## SUPPLIED PASSAGE
Baroness Nicholson of Winterbourne brought Amar Kanim, now 40, to the UK after discovering the 10-year-old in hospital badly scarred following a bombing orchestrated by Saddam Hussein in southern Iraq in 1991.

She was told he had lost his mother, three sisters and two brothers in the attack and launched a fundraising campaign to pay for the 27 specialist operations needed to treat him back in the UK.

Then a politician, the baroness and her late husband became his legal guardians and he lived with the in the UK.

By chance, after 30 years, he was recently reunited with his mother after someone saw her appeal to find her missing son in Iraq.

Now, Baroness Nicholson hopes Amar's story will help reunite other families who have been separated from loved ones.

Speaking at an event in London's Palace of Westminster, Baroness Nicholson, who launched the Amar Foundation to bring aid to Iraq, said that she hoped it would help open the door for millions of other families.

"Amar, after whom the charity is named, found his mother in Iraq. It is such an extraordinary thing to have happened," she said.

She has invited the British broadcaster the BBC to explain "how on earth" they did it.

"If the BBC did it, why cannot everybody else?," she said.

"There are hundreds, thousands, in fact millions of missing children and mothers. I'm interested in what we can learn from it and Amar for what it felt like."

Amar had suffered the burns after a warehouse where he and his siblings were playing was attacked.

Anti-Saddam fighters found him and moved him from the scene.

Weeks later the politician happened upon him while on a fact-finding mission about the fate of civilians in the marshes between the Tigris and Euphrates following the first Gulf War.

## DATA UNDER STUDY
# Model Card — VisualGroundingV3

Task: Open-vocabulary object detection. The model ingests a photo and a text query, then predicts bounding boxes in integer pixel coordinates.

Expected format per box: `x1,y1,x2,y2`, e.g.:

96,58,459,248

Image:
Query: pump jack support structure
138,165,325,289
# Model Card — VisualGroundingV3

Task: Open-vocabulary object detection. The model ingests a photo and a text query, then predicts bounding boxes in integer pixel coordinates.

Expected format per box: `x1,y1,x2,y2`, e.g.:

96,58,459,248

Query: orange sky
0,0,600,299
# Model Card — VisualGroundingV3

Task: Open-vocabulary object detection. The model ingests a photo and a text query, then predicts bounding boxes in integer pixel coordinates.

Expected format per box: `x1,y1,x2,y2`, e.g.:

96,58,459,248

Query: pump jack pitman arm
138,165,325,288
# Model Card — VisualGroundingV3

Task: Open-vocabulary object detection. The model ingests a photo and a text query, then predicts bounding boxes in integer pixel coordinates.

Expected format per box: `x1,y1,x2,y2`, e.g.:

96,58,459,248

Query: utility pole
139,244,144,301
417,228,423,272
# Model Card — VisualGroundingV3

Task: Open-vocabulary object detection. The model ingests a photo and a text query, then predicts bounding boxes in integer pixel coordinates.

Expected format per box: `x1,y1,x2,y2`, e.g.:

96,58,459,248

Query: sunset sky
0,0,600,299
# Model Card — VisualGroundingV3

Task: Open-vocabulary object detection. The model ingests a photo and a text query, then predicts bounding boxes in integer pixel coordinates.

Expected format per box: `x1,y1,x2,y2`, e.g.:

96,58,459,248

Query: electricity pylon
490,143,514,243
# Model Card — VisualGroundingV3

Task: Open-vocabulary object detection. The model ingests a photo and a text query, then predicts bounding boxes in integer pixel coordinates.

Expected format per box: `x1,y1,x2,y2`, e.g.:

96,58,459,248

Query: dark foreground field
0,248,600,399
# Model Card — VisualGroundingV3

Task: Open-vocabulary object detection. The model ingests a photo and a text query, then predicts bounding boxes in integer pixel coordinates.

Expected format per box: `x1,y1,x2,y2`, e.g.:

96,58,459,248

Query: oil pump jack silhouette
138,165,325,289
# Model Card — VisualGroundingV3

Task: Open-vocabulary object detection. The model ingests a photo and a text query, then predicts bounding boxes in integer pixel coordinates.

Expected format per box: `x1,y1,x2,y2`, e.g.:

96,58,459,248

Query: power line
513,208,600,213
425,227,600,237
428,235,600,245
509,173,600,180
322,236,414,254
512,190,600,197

## WORK TO BE COMPLETED
Continue the article about Amar Kanim's reunion with his mother, picking up right after its last sentence.

## RESPONSE AREA
The charity spent years trying to trace his family and were even approached by bogus people claiming to be related to him.

But it was until last year that Andy Alcroft, a BBC cameraman, had a chance encounter with Mr Kanim while covering an unrelated story in Exeter, where he was unemployed and struggling to pay his bills.

Mr Kanim said he had received footage on Facebook of a woman on Iraqi TV claiming to be his mother.

“He is my son,” she told the camera, but Mr Kanim could not be certain that it was his mother.

BBC reporters found that some of the details given by Zahra, who lives in Karbala, 300 miles north of Basra, matched Mr Kanim’s story.

She had a photograph of him as a child, but he said he did not remember what his face looked like before his burns.

He told the BBC: “I want it to be true . . . but for 30 years I’ve been told my family is dead.”

Zahra agreed to a DNA test which showed a match of over 99.99 per cent with Mr Kanim, who returned to Iraq for the first time since 1992 to be reunited with his mother and Tahrir, his younger brother.

“My little Amar,” said Zahra during their emotional reunion.

“All I wanted was for my mother to be proud of me, and I think she is,” Amar said.